**What the task asks**: The entries are to be returned exactly as written.

Records excerpted from a collection
───

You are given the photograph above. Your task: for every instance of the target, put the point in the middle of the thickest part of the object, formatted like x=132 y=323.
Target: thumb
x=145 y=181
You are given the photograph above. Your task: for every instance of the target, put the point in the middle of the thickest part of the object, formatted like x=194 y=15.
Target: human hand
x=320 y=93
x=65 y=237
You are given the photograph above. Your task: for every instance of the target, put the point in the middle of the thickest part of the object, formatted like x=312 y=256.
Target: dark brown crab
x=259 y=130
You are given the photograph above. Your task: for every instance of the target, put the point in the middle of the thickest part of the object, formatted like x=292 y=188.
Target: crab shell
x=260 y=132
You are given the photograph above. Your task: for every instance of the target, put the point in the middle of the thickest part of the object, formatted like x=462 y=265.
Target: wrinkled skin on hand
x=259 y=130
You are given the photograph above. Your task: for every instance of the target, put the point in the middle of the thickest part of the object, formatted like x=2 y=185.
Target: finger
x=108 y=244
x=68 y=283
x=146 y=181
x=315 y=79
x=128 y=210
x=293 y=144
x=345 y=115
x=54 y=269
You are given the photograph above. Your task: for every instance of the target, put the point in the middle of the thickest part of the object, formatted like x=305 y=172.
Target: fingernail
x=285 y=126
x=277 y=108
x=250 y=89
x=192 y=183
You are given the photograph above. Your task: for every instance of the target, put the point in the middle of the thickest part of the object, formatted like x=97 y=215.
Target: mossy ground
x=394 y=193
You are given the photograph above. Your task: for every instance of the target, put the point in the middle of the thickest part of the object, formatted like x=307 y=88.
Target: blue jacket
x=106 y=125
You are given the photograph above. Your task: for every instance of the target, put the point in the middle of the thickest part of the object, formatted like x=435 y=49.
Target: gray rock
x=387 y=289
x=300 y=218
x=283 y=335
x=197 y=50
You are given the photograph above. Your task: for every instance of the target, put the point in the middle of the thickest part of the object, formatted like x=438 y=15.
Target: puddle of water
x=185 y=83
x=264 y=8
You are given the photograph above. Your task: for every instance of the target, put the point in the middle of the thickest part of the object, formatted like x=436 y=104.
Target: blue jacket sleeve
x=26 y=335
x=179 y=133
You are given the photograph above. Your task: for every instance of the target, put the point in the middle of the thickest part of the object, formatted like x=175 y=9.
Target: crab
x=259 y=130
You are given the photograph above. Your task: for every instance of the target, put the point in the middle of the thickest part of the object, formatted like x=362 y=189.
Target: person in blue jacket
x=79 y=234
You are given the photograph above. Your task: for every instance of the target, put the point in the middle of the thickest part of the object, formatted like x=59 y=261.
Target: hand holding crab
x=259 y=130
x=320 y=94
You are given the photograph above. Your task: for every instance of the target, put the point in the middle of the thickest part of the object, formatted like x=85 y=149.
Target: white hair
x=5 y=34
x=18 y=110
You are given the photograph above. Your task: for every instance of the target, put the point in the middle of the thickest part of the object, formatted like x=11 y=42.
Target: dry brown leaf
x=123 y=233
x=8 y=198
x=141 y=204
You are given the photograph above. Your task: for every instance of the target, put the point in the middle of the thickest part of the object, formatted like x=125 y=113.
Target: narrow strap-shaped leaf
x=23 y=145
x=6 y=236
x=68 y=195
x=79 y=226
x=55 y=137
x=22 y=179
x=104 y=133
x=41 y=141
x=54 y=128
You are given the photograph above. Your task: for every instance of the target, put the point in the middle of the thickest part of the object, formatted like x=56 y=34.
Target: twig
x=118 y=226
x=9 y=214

───

**Solved exercise**:
You are given the photograph above. Your task: for every instance of the target, put the point in the middle of the thickest part of the object, formatted like x=132 y=323.
Target: thumb
x=145 y=181
You are given the photograph above. Your task: for every instance of the target, put the point in the middle of the thickest part of the object, formatted like x=194 y=15.
Target: human hand
x=320 y=93
x=65 y=237
You are given the photograph above. Your task: for every instance of the target, put the point in the middle of the thickest part of the object, formatted like x=312 y=256.
Target: dark brown crab
x=259 y=130
You are given the photograph above. Your task: for every instance of the target, put the point in the middle of the thickest part of the object, formatted like x=292 y=188.
Target: crab shell
x=260 y=132
You are given the photograph above. Your task: for every instance of the target, put the point in the middle of the thickest part of the object, formatted like x=462 y=265.
Target: wrinkled skin on hand
x=259 y=130
You are given the photograph above. Your task: for every instance of the target, put the point in the middle of the thickest part of the object, formatted like x=2 y=185.
Target: finger
x=108 y=244
x=68 y=283
x=146 y=181
x=315 y=79
x=128 y=210
x=293 y=144
x=345 y=115
x=54 y=269
You are given the photograph above. Your task: for every instance of the target, put the point in the middle of the thickest part of the object, formatted like x=305 y=172.
Target: fingernail
x=285 y=126
x=277 y=108
x=250 y=89
x=192 y=183
You are given the photograph above. Your task: for every instance of the target, put the point in the middle of the thickest part of the object, formatted like x=97 y=215.
Target: mossy ground
x=394 y=193
You are given the photograph above. Your task: for every instance of the target, put the point in the middle of the thickest part of the object, formatted like x=307 y=88.
Target: blue jacket
x=106 y=125
You are given the photograph above. Your task: for every instance of the target, put the point in the middle of the thickest part of the object, formatted like x=435 y=49.
Target: gray rock
x=387 y=289
x=300 y=218
x=283 y=335
x=197 y=50
You are given the photograph above. Your task: for every instance of the target, put the point in the middle of the thickest part of the object, formatted like x=438 y=15.
Target: puddle of water
x=185 y=83
x=264 y=8
You are given the photograph above. Your task: for every instance of the target, put the point in the middle of the thickest part of the object, formatted like x=436 y=104.
Target: blue jacket sleeve
x=26 y=335
x=179 y=133
You are given the photograph above. Your task: for every instance of the target, put the point in the middle of the thickest part of the object, formatted like x=175 y=9.
Target: crab
x=259 y=130
You are given the photograph above. Your task: for every instance of the target, put the point in the middle of the thickest part of the object, formatted like x=362 y=189.
Target: person in blue jacket
x=79 y=234
You are given the photograph above. Your task: for every instance of the target, put the point in the middle of the thickest part of the object, formatted like x=59 y=261.
Target: hand holding crab
x=259 y=130
x=320 y=94
You are given the photograph above. Your task: for every instance of the target, put the point in the middle of the thickest part of the object, formatted like x=85 y=149.
Target: white hair
x=5 y=34
x=18 y=110
You are given the photograph above. Your task: for every instance of the target, put the point in the middle of the thickest part of the object, formatted like x=11 y=42.
Target: dry brown leaf
x=123 y=233
x=8 y=198
x=141 y=204
You are given the photograph above. Your task: for every instance of the target, put the point in the middle of the thickest part of the object, formatted like x=125 y=113.
Target: narrow strap-shaped leaf
x=23 y=145
x=6 y=236
x=68 y=195
x=79 y=226
x=55 y=137
x=22 y=179
x=104 y=133
x=41 y=141
x=54 y=128
You are given the photograph above. Your task: for every instance of the target, put the point in the middle of the thickest part of the object, formatted like x=56 y=34.
Target: twig
x=118 y=226
x=9 y=214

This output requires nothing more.